Collected data

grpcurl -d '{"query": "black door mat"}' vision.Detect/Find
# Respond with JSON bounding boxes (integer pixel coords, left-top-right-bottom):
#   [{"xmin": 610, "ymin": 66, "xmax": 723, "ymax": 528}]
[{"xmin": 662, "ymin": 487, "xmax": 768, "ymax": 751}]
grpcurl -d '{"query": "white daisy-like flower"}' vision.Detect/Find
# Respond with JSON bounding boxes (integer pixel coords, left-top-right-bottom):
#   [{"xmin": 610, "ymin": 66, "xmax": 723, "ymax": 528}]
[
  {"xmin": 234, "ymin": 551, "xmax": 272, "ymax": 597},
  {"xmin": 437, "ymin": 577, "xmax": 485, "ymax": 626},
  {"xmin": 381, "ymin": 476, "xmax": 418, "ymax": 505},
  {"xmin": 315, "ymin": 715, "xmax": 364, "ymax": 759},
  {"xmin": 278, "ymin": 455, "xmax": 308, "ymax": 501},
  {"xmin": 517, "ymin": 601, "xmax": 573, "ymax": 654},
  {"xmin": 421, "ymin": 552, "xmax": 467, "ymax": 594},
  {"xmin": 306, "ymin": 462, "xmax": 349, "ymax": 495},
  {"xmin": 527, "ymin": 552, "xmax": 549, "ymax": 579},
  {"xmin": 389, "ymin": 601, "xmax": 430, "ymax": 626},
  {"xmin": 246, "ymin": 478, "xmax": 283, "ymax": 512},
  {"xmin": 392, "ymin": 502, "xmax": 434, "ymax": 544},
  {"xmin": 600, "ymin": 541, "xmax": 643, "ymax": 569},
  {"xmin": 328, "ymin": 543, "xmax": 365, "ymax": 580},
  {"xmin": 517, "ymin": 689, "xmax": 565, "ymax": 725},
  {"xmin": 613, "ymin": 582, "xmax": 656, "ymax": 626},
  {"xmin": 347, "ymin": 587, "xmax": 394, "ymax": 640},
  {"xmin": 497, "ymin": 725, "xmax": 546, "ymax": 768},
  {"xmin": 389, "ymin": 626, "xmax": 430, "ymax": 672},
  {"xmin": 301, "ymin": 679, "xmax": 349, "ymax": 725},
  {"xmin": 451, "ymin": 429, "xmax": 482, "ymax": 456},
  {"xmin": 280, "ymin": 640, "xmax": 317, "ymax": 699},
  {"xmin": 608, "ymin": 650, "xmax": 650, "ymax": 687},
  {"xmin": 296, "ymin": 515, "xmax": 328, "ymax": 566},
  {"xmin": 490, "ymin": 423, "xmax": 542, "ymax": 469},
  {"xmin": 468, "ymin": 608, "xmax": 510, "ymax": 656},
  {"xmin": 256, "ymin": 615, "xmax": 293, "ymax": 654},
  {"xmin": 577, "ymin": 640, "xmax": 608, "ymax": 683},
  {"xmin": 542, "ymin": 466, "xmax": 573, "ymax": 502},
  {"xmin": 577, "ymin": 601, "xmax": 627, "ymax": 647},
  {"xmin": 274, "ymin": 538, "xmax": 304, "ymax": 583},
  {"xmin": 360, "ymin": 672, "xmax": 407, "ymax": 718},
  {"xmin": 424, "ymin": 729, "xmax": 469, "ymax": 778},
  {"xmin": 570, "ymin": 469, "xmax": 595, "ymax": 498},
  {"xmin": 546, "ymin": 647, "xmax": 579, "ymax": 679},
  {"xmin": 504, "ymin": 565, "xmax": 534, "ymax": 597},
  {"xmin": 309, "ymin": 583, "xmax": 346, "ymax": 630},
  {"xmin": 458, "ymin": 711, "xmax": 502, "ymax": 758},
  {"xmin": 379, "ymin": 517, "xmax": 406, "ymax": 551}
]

Description of the task: Which lines in the rows above contain the string "Find"? Return each such line in full.

The reply:
grpcurl -d '{"query": "black door mat"}' vision.Detect/Find
grpcurl -d '{"query": "white daisy-like flower"}' vision.Detect/Find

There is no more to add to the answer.